Ich eröffne die Aussprache zu diesem Tagesordnungspunkt und erteile dem Abgeordneten Senftleben von der Fraktion der CDU das Wort. Bitte schön.
Herr Präsident! Meine Damen und Herren! Es ist sicherlich auch für jeden Abgeordneten dieses Landtages sichtbar, dass wir als Koalition in den letzten Jahren sehr vielfältige Initiativen im Verkehrssicherheitsbereich aufgegriffen haben. Dass wir heute unsere Vorstellungen hinsichtlich Kleintransporter- und LKW-Sicherheit vorlegen, ist deshalb nicht verwunderlich. Es geht darum, die Verkehrssicherheit in diesem Bereich zu erhöhen und die Debatte, die auf dem Verkehrsgerichtstag in Goslar geführt wurde, aufzugreifen und mit dieser Initiative in Brandenburg umzusetzen.
Welche Ausgangslage führt uns die Situation vor Augen? Es gibt erstens eine Untersuchung der Bundesanstalt für Straßenwesen, wonach letztendlich die Gruppe der Kleintransporter zwischen 2,8 und 3,5 Tonnen sehr unfallauffällig ist.
Zweitens - ich komme auf den Antrag der PDS zurück - gibt es Auswirkungen eines Tempolimits, die man aber als sehr gering einstuft.
Drittens etwas sehr Wichtiges an Zahlen, meine Damen und Herren: Der Fahrzeugbestand in diesem Bereich hat sich von 1996 bis 2002 verdoppelt, die Unfallzahlen im Gegenzug aber verdreifacht. Jährlich geschehen ungefähr 19 000 Unfälle mit Personenschäden, an denen Kleintransporter beteiligt sind.

● ● ●

**AUFGABENSTELLUNG:**
Entnimm dem Auszug den genauen Wortlaut: Setze bei den Worten „Welche Ausgangslage führt“ ein und höre nach „Kleintransporter beteiligt sind.“ auf. Stütze dich dabei ausschließlich auf den Auszug.

**DATENSÄTZE:**

● ● ●

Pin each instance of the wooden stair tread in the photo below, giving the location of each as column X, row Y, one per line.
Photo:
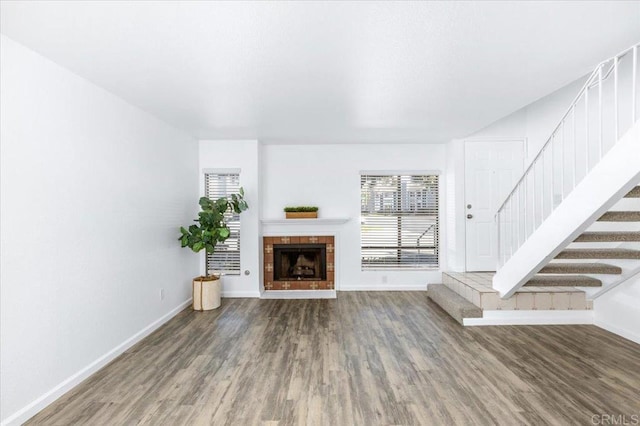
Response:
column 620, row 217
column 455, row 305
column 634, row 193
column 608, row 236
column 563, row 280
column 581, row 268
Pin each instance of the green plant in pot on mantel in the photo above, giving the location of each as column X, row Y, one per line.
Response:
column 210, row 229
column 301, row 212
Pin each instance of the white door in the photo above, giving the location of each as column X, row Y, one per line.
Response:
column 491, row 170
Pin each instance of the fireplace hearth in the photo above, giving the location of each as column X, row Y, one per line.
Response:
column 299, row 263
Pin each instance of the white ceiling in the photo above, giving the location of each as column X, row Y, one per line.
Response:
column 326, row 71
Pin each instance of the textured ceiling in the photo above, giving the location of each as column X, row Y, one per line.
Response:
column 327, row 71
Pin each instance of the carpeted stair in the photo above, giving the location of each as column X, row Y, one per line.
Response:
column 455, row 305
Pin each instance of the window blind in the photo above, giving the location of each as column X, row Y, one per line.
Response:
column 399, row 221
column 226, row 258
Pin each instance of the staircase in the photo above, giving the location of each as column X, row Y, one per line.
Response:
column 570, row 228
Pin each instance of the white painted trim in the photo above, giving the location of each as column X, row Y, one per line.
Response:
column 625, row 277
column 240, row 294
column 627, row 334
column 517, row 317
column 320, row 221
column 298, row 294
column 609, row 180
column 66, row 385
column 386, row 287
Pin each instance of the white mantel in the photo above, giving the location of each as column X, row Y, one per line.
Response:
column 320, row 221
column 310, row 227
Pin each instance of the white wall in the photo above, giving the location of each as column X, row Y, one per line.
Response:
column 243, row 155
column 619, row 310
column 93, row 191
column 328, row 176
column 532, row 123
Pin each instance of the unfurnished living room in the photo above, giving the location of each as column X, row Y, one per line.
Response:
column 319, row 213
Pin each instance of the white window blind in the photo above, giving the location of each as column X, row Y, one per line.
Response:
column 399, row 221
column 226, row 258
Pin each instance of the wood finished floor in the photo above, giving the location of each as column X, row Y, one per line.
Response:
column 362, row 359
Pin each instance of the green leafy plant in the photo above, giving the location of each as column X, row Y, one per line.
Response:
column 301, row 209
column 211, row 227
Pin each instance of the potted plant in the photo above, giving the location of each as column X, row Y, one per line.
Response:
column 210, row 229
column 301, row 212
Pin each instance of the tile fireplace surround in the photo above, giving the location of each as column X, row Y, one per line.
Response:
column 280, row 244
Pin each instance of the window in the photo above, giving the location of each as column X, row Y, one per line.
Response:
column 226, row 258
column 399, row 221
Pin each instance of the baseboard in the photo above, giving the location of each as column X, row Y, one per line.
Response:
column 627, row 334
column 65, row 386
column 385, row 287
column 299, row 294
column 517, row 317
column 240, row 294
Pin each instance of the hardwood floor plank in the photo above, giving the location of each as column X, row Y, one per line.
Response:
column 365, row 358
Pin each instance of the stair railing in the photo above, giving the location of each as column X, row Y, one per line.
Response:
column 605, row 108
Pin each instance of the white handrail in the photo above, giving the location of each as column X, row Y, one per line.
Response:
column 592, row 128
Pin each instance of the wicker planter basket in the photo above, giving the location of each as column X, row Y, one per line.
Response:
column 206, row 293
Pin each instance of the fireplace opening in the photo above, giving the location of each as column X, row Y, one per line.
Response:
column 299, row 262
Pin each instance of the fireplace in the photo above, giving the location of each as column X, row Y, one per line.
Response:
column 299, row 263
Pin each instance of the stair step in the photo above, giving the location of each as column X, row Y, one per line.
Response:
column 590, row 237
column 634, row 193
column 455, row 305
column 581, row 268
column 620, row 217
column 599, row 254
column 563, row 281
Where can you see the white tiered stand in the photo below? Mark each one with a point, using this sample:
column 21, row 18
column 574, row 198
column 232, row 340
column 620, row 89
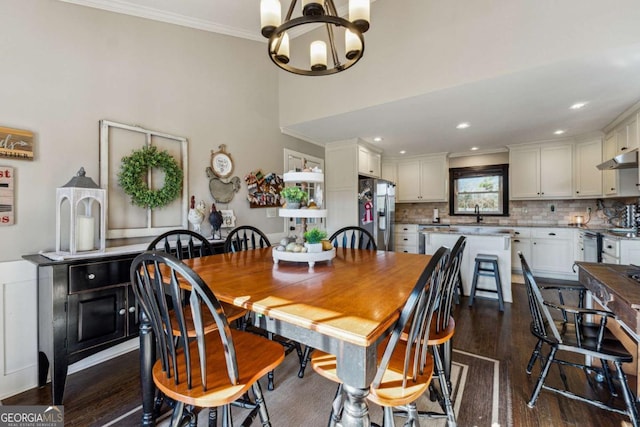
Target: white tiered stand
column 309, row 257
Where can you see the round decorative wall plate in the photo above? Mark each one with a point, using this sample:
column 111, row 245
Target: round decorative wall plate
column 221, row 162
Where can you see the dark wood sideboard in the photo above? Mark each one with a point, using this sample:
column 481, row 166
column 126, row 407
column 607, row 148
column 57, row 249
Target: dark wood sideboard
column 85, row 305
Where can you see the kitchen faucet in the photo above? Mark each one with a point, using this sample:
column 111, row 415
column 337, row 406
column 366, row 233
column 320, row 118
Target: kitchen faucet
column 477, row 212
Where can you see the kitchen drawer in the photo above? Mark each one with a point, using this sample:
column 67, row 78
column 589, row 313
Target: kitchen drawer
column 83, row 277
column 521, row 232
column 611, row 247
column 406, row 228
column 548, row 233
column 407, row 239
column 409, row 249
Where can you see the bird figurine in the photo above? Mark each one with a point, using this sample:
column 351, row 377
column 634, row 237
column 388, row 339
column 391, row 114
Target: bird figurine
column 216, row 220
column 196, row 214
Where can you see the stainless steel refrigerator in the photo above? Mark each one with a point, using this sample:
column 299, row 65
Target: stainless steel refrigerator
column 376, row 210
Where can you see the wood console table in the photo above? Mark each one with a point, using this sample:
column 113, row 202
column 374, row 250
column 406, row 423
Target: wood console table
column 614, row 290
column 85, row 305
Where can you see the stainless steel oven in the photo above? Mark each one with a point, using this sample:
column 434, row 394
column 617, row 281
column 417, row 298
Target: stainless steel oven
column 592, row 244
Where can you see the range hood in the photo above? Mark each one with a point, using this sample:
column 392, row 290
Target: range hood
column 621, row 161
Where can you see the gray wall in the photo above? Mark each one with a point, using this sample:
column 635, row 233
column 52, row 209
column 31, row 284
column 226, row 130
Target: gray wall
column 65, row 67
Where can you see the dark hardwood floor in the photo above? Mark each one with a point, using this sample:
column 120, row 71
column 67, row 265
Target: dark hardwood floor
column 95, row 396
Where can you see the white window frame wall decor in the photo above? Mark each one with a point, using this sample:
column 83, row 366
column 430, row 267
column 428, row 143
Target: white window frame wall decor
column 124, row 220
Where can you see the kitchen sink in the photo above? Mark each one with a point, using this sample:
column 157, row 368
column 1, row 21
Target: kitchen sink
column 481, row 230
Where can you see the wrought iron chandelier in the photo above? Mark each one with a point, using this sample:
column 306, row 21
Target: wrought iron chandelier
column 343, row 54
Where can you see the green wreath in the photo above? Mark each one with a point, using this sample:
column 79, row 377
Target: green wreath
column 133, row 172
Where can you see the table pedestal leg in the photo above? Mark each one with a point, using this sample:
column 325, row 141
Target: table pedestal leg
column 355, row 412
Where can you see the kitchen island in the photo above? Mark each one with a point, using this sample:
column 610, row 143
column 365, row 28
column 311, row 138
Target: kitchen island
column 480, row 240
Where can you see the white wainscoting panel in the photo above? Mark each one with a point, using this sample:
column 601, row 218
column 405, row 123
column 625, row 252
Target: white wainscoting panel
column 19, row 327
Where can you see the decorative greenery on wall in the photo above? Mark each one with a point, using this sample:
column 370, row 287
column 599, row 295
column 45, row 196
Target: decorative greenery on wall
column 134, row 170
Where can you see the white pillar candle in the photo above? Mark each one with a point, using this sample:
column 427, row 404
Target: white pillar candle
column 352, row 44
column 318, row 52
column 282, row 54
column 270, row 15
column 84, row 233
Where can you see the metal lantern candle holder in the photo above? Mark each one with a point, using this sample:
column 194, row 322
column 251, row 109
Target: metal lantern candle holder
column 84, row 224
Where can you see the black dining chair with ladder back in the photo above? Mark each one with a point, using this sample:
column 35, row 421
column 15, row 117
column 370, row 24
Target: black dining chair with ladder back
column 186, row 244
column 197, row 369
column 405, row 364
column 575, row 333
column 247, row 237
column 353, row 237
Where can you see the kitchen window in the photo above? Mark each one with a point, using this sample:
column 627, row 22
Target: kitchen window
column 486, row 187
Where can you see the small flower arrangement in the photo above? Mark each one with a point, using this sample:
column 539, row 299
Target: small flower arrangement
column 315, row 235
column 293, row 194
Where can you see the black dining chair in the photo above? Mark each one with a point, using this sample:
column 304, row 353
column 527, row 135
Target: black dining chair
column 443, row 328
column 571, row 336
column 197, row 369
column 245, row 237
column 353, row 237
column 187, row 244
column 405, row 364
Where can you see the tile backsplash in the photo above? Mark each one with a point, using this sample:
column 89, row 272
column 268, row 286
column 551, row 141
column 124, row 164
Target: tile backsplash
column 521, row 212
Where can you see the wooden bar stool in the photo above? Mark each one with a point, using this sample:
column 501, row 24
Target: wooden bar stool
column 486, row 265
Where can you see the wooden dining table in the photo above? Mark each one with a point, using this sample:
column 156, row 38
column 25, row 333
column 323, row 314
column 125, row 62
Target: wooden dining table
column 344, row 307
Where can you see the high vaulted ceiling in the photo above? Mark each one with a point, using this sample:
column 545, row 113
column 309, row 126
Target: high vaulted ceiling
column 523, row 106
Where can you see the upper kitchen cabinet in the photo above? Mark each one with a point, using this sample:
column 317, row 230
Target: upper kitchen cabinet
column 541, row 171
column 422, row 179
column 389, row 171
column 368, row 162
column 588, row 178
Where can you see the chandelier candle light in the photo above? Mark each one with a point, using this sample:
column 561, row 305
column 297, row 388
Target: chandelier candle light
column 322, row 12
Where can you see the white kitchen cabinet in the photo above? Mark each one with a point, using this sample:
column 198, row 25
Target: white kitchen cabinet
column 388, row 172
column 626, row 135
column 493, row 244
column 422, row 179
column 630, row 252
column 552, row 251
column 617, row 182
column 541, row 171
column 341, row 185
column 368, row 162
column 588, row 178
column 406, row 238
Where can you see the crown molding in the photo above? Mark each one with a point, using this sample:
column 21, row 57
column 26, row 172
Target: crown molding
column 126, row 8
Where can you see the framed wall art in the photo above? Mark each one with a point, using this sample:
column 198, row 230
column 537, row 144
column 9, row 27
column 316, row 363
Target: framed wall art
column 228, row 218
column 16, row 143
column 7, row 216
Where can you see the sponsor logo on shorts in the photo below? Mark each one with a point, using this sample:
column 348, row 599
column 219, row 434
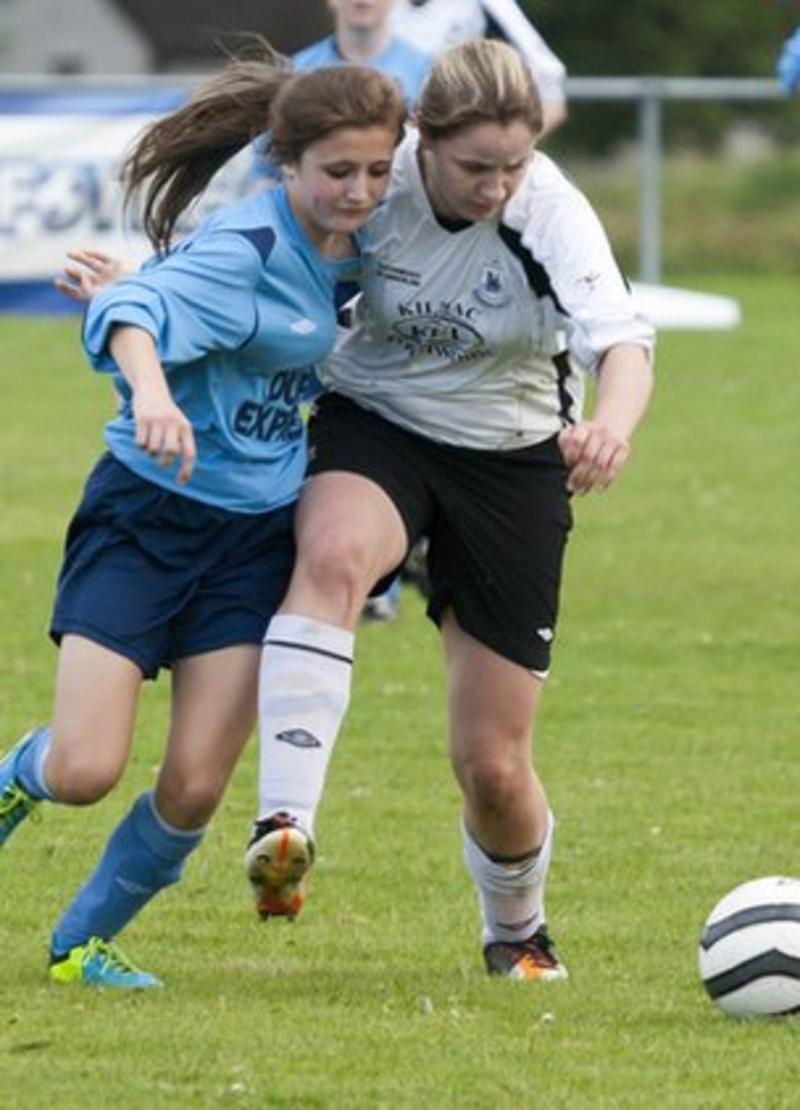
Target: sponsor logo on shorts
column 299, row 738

● ● ●

**ANTWORT:**
Welche Ausgangslage führt uns die Situation vor Augen? Es gibt erstens eine Untersuchung der Bundesanstalt für Straßenwesen, wonach letztendlich die Gruppe der Kleintransporter zwischen 2,8 und 3,5 Tonnen sehr unfallauffällig ist.
Zweitens - ich komme auf den Antrag der PDS zurück - gibt es Auswirkungen eines Tempolimits, die man aber als sehr gering einstuft.
Drittens etwas sehr Wichtiges an Zahlen, meine Damen und Herren: Der Fahrzeugbestand in diesem Bereich hat sich von 1996 bis 2002 verdoppelt, die Unfallzahlen im Gegenzug aber verdreifacht. Jährlich geschehen ungefähr 19 000 Unfälle mit Personenschäden, an denen Kleintransporter beteiligt sind.